SHORT EXERCISE — Could you copy out every line of the material below, character for character, without changing anything?

DATA ROWS —
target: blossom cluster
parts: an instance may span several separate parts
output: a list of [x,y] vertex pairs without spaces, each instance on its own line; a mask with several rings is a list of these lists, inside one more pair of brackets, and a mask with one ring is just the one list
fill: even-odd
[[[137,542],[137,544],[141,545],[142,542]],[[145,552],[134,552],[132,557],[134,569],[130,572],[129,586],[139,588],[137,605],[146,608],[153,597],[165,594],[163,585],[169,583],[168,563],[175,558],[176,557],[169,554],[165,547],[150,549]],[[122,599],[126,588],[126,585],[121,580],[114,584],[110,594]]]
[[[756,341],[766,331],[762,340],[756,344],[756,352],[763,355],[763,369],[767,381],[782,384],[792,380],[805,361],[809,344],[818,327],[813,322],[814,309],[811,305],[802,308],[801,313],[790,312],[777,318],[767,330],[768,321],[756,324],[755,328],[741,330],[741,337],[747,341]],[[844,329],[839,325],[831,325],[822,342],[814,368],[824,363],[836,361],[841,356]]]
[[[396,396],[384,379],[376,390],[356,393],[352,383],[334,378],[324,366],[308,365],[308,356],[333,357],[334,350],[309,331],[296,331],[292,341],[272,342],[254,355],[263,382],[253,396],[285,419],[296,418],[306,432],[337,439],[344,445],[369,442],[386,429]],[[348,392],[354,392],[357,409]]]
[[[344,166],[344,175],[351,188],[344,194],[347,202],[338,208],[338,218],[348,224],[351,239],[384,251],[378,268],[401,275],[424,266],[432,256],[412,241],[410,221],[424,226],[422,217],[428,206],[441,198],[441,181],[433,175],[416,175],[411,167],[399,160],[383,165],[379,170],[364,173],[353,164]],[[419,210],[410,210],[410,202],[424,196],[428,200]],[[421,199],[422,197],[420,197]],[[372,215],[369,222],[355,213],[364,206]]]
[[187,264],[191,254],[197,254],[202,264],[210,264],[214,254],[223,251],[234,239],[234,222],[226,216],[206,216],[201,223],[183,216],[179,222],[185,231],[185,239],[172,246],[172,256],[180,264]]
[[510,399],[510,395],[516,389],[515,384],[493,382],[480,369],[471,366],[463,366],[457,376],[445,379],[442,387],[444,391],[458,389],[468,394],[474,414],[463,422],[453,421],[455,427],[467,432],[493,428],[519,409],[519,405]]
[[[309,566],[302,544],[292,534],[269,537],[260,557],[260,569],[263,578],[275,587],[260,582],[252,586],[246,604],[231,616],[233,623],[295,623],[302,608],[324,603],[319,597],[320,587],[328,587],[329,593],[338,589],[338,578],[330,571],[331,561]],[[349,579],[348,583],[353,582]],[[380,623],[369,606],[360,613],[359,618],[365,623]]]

FULL OUTPUT —
target: blossom cluster
parts: an instance may span several separate parts
output: a list of [x,y] vertex pairs without spaces, each instance on its own line; a mask with several rings is a list of these lists, inside one more pair of brackets, and a mask with one ring is just the one list
fill: even-odd
[[[137,542],[137,544],[141,545],[142,542]],[[145,552],[134,552],[132,557],[134,569],[130,572],[129,586],[139,588],[137,605],[146,608],[153,597],[165,594],[163,585],[169,583],[168,563],[175,558],[176,557],[169,554],[165,547],[150,549]],[[122,599],[126,588],[126,585],[121,580],[114,584],[110,594]]]
[[[756,341],[766,331],[762,340],[756,344],[756,352],[763,355],[763,369],[767,381],[782,384],[792,380],[805,361],[809,344],[818,327],[813,322],[814,309],[811,305],[802,308],[801,313],[790,312],[777,318],[767,330],[768,321],[756,324],[755,328],[741,330],[741,337],[747,341]],[[844,329],[839,325],[831,325],[822,342],[814,368],[824,363],[836,361],[841,356]]]
[[[396,396],[384,379],[376,390],[356,393],[352,383],[334,378],[324,366],[308,365],[308,356],[333,357],[334,350],[309,331],[296,331],[292,341],[272,342],[254,355],[263,382],[253,396],[285,419],[296,418],[306,432],[337,439],[344,445],[369,442],[386,429]],[[348,392],[354,392],[357,409]]]
[[[344,166],[344,175],[351,188],[344,194],[347,202],[338,208],[338,218],[348,224],[351,239],[384,251],[378,268],[401,275],[424,266],[432,256],[412,241],[410,221],[424,226],[422,217],[428,206],[441,198],[441,181],[433,175],[416,175],[411,167],[399,160],[383,165],[379,170],[364,173],[353,164]],[[419,210],[410,210],[410,202],[424,196],[428,200]],[[421,199],[422,197],[420,197]],[[372,215],[369,222],[355,213],[364,206]]]
[[187,264],[191,254],[197,254],[202,264],[210,264],[214,254],[223,251],[234,239],[234,222],[226,216],[206,216],[201,223],[183,216],[179,222],[185,231],[185,239],[172,246],[172,256],[180,264]]
[[510,399],[510,395],[516,389],[515,384],[493,382],[480,369],[471,366],[463,366],[457,376],[445,379],[442,387],[444,391],[458,389],[468,394],[474,414],[463,422],[453,421],[455,427],[467,432],[493,428],[519,409],[519,405]]
[[[309,566],[302,544],[292,534],[269,537],[260,557],[260,569],[263,578],[275,587],[260,582],[252,586],[246,604],[231,616],[233,623],[295,623],[302,608],[324,603],[319,597],[320,587],[328,587],[329,593],[338,589],[338,578],[330,571],[331,561]],[[349,579],[348,583],[353,582]],[[380,623],[369,606],[360,613],[359,618],[365,623]]]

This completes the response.